__AUFGABENSTELLUNG__
Woraus erfuhren die Bewohner laut dem Textauszug über die geplanten Abrisse an der Gummertstraße, dass ihre Häuser abgerissen werden sollen?
==== AUSGEWÄHLTER TEXTAUSZUG ====
Essen. . An der Gummertstraße in Rüttenscheid sollen Häuser abgerissen werden, um neue bauen zu können. Die Bewohner erfuhren das aus der WAZ. Eine Analyse

Kleines Gedankenexperiment, liebe Leserin, lieber Leser: Stellen Sie sich vor, Sie schlagen die Zeitung auf und finden einen Bericht über eine Pressekonferenz, bei der ein neues Wohnbaugebiet vorgestellt wurde. Alles ist perfekt gemacht wie heute üblich mit einer Computer-Animation, auf der die neu zu bauenden Häuser schon eingezeichnet sind. Und dann stellen Sie fest: Hoppla, das ist ja meine Straße. Und da wo dieses eine nagelneue, schicke Wohngebäude steht, da ist mein Haus, in dem ich gerade zur Miete wohne. Genauer: Da war mein Haus, denn in der Computer-Animation, da ist es leider schon abgerissen...

Erfreut wären Sie da nicht, stimmt’s? Zumal wenn Sie nicht etwa in einem Abbruchgebiet leben, sondern in einer schmucken kleinen gepflegten Siedlung mit großen Gärten und wenn Sie mit Herzblut an ihrem Zuhause hängen.

Alle Register ziehen

Und erfreut waren eben auch nicht die Bewohner von zehn Reihenhäusern der Gummertstraße in Rüttenscheid, als sie jüngst mit exakt der oben genannten Szenerie konfrontiert wurden. Drei Investoren wollen unabhängig voneinander, jedoch auf Basis eines gemeinsamen Architektenentwurfs und eines gemeinsamen Bebauungsplans, in Rüttenscheid 140 Wohnungen bauen. Wohnungen, die der beliebte Stadtteil gut gebrauchen kann und die mit Sicherheit auch spielend schnell verkauft wären. Leider ist aber inzwischen mehr als zweifelhaft, ob sie - jedenfalls in dieser Anzahl - jemals entstehen werden. Denn die Mieter, die in den zuvor abzureißenden Häusern leben und die dort bleiben wollen, dürften jetzt alle Register ziehen, um die Pläne politisch und vielleicht auch juristisch zu vereiteln. Und man kann es ihnen nicht einmal verübeln.
==== BEREITGESTELLTES MATERIAL ====
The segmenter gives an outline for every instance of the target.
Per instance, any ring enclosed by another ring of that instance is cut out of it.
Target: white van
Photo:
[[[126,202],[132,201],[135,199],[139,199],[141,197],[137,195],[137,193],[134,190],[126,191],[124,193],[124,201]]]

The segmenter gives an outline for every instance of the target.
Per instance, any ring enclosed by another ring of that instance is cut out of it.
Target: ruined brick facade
====
==== BEREITGESTELLTES MATERIAL ====
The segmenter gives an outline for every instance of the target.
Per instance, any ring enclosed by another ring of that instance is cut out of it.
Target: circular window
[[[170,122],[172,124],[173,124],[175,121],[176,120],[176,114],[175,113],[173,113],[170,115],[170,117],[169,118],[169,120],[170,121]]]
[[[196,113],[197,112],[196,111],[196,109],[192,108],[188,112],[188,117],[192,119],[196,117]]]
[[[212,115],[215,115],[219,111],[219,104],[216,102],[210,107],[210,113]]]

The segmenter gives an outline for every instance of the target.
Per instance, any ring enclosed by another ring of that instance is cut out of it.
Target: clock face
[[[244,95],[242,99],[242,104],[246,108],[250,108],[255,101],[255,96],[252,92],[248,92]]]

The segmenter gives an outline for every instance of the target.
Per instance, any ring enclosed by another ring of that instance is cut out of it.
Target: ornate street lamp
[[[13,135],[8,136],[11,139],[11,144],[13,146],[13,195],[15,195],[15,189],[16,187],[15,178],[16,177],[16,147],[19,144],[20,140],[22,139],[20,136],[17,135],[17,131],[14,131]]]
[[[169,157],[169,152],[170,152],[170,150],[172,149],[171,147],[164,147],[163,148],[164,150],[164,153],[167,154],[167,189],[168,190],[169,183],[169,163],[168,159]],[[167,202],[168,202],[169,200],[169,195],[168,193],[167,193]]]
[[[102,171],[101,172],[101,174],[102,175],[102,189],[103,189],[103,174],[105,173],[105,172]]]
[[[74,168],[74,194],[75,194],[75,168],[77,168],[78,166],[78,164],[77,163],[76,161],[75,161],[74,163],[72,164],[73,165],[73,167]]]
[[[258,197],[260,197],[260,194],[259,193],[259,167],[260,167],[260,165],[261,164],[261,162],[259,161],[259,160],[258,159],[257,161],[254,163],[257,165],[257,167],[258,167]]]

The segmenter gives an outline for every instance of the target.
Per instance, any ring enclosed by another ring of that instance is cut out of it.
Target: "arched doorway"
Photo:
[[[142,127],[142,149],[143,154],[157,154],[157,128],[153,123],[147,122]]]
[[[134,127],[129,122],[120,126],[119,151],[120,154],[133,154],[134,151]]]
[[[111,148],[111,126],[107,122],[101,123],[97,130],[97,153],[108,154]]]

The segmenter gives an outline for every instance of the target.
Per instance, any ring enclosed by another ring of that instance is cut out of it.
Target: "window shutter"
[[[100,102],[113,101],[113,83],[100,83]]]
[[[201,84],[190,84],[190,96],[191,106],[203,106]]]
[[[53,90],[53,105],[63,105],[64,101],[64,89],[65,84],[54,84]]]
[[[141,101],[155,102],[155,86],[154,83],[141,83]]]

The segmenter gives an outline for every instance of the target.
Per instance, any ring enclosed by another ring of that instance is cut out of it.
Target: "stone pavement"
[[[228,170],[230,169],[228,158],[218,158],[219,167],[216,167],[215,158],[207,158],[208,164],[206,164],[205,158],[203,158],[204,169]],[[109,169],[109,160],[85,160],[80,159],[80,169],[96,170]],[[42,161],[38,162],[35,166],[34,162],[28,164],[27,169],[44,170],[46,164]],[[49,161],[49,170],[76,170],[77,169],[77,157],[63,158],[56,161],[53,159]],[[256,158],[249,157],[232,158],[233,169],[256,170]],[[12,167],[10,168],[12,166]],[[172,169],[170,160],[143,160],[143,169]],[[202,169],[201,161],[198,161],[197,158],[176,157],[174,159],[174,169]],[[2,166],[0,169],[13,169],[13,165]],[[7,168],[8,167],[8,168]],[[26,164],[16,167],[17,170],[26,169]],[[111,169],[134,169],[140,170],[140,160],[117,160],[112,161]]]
====
__LÖSUNG__
Sie erfuhren es aus der WAZ.